- **Selected text**
────────
Our hotspot analysis identified a persistent and statistically significant concentration of CVD incidence in the Northeastern US, particularly in New York, Pennsylvania, Ohio, and West Virginia, which consistently appeared as 99% confidence hotspots from 1991 to 2020. These areas feature high population density and urbanization, often linked to greater exposure to pollutants such as nitrogen dioxide and particulate matter, as well as heightened psychosocial stress—established risk factors for CVD (23, 24, 37, 38). Socioeconomic disparities, including income inequality and housing instability, may further limit access to healthy food, healthcare, and safe environments, contributing to chronic inflammation and endothelial dysfunction (38). While the spatial pattern remained largely stable, fluctuations were noted: Washington was a cold spot during 1991–2000 but not afterward, and Tennessee and Arkansas showed hotspot characteristics between 1996 and 2005. These changes suggest that short-term policy or behavioral shifts may temporarily modulate CVD risk.
The results between GeoDetector and GTNNWR are broadly consistent. The low intake of whole grains and tobacco has been identified as a significant factor influencing CVD. Dietary factors have also become increasingly crucial in CVD incidence, and GDP is insignificant in either model. The influence of low legume intake has shown substantial variation, transitioning from a minor impact on CVD incidence to becoming the primary influencing factor between 2010 and 2015 before declining again. This fluctuation may be related to recommendations and policies from the US Food and Drug Administration (FDA). In 1999, the FDA approved a health claim linking soy protein to reduced coronary heart disease (CHD) risk based on significant scientific consensus. However, in 2007, the FDA announced plans to re-evaluate the evidence for this claim, and in 2017, citing insufficient scientific consensus, proposed revoking it (39). In most epidemiologic studies, dietary intake is merely an estimate or subjective value. Studies that do not directly measure the concentration or amount of this variable in blood or specific tissues or do not explicitly exclude the effects of other caloric substitutes have results that warrant careful consideration, as they may introduce misclassification. Additionally, many dietary factors only influence CVD when intake reaches a certain threshold, below which socioeconomic or other factors may introduce bias (39, 40). This study’s data, sourced from the GBD database, may also face similar limitations, highlighting the need for more precise and detailed original data to evaluate soy’s impact on CVD better.
Despite their overall consistency, slight differences were observed between the results of the two models. These differences may be attributed to the models’ distinct analytical approaches and temporal characteristics. The GTNNWR model is adept at capturing localized spatiotemporal effects and identifying spatial variation, while GeoDetector excels in assessing the spatial explanatory power of variables through variance analysis, particularly for factors with spatial heterogeneity. Additionally, temporal misalignment between the models could play a role, as some factors, such as prolonged exposure to certain conditions, require time to impact CVD significantly. In contrast, others, like short-term elevated temperatures or air pollution, can have immediate effects (33, 41).
5 Limitations
While this study provides valuable insights into the spatial–temporal heterogeneity and driving factors of CVD incidence, several limitations must be acknowledged.
────────
- **Tasks to carry out**
1. Transcribe the cardiovascular disease passage from "Despite their overall" to "effects (33, 41).".
2. Decide whether each statement agrees with the cardiovascular disease passage. Answer yes or no, quoting the words that settle it.
(a) GDP was significant in both models.
(b) In 1999 the FDA approved a health claim linking soy protein to reduced coronary heart disease risk.
(c) Washington was a hotspot during 1991–2000.
3. According to the cardiovascular disease passage, which states consistently appeared as 99% confidence hotspots from 1991 to 2020?

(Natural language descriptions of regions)
────────
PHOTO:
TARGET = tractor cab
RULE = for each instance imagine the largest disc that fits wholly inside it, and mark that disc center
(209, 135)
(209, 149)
────────
- **Completed exercise**
1.
Despite their overall consistency, slight differences were observed between the results of the two models. These differences may be attributed to the models’ distinct analytical approaches and temporal characteristics. The GTNNWR model is adept at capturing localized spatiotemporal effects and identifying spatial variation, while GeoDetector excels in assessing the spatial explanatory power of variables through variance analysis, particularly for factors with spatial heterogeneity. Additionally, temporal misalignment between the models could play a role, as some factors, such as prolonged exposure to certain conditions, require time to impact CVD significantly. In contrast, others, like short-term elevated temperatures or air pollution, can have immediate effects (33, 41).

2.
(a) No: "GDP is insignificant in either model."
(b) Yes: "In 1999, the FDA approved a health claim linking soy protein to reduced coronary heart disease (CHD) risk"
(c) No: "Washington was a cold spot during 1991–2000 but not afterward"

3. New York, Pennsylvania, Ohio, and West Virginia.